## [Actions to take]
#1 According to the Sierra Leone news update, what percentage of the city's taxis did rebels burn?
#2 List every condition the rebels must meet for Kabbah's offer to stand, according to the Sierra Leone news update.
#3 Pick up the Sierra Leone news update where it ends and continue it.
>> START Text segment
IRIN-WA Update 397 of Events in West Africa (Friday 8 February)

SIERRA LEONE: Kabbah to let rebel leader meet commanders

Sierra Leonean President Alhaji Ahmad Tejan Kabbah has agreed to allow imprisoned Revolutionary United Front (RUF) leader Foday Sankoh to talk directly with his rebel commanders so they can present their plans for peace to his government, Presidential Spokesman Septimus Kaikai told IRIN today (Monday).

However, the offer is only good if the rebels accept the legitimacy of the Kabbah government, lay down their arms, stop attacks on civilians and present no pre-conditions for talks. "If they agree then we can go to the next step for the meeting," Kaikai said.

In a broadcast on Sunday, Kabbah said he would allow Sankoh, imprisoned for treason, to travel for the talks at a venue and time yet to be determined.

ECOMOG arrest rebel collaborators

West African ECOMOG troops have made an undisclosed number of arrests in Freetown in an effort to crack down on rebel collaborators, AFP reported citing an ECOMOG spokesman.

Speaking on local radio the spokesman, Lieutenant Colonel Chris Olukolade, said the troops seized a large quantity of weapons on Friday in its "cordon and search" operations in the centre and west of the city.

ECOMOG also struck rebel hideouts in the south and southwest of Freetown, AFP said quoting military sources. It gave no casualty figures. The agency said ECOMOG officers were convinced that Armed Forces Revolutionary Council (AFRC) rebels, who are former Sierra Leone army soldiers, were still hiding in the homes of relatives in the capital after their invasion of the capital 6 January. The AFRC has joined the RUF in trying to oust Kabbah.

Situation returning to normal

Despite the continued presence of rebel elements in Freetown, life is slowly returning to normal, Kaikai told IRIN. An increasing number of markets are being opened and people are returning to work, despite the dearth in public transport. "Rebels burnt fifty percent of the taxis in the city so transport is difficult," he said.
>> END Text segment
>> START Raw data
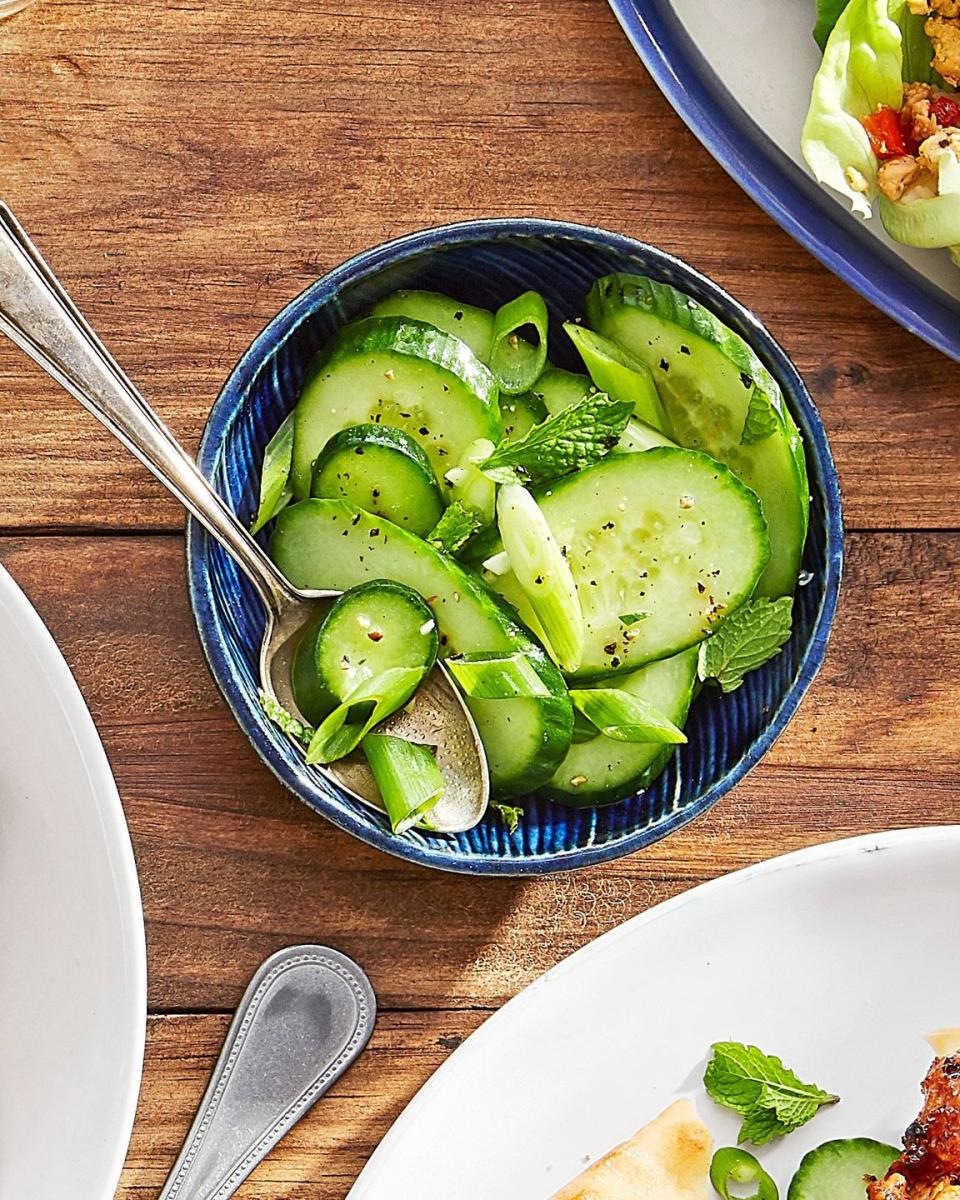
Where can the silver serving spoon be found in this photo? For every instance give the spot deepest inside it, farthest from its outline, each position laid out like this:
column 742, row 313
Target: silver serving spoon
column 39, row 316
column 306, row 1015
>> END Raw data
## [Final results]
#1 Fifty percent.

#2
- Accept the legitimacy of the Kabbah government
- Lay down their arms
- Stop attacks on civilians
- Present no pre-conditions for talks

#3
He added that aid agencies were beginning to return to the country providing much needed relief to the seriously injured. Rebels carried out an orgy of mutilations of residents in eastern Freetown when they invaded the capital.

Humanitarian action plan urges dialogue

A humanitarian action plan for Sierra Leone said any solution of the conflict would depend increasingly on the initiation of a dialogue between the government and rebels. The 60-day plan, prepared by the humanitarian community in Sierra Leone, noted that one out of five Sierra Leoneans had been displaced and between 65 and 80 percent of residences in eastern Freetown were destroyed by fighting. Basic operational requirements contained in the plan include full access to communications equipment, cooperation between the government and humanitarian agencies, unheeded humanitarian access and established ground rules with the military and security forces.

Ghanaian reinforcements arrive

Another 150 Ghanaian troops landed in Sierra Leone last Thursday bringing to over 1,000 the number of Ghanaian reinforcements that have arrived in the country since 1 February, Sierra Leone Web, a government-compiled news service, said.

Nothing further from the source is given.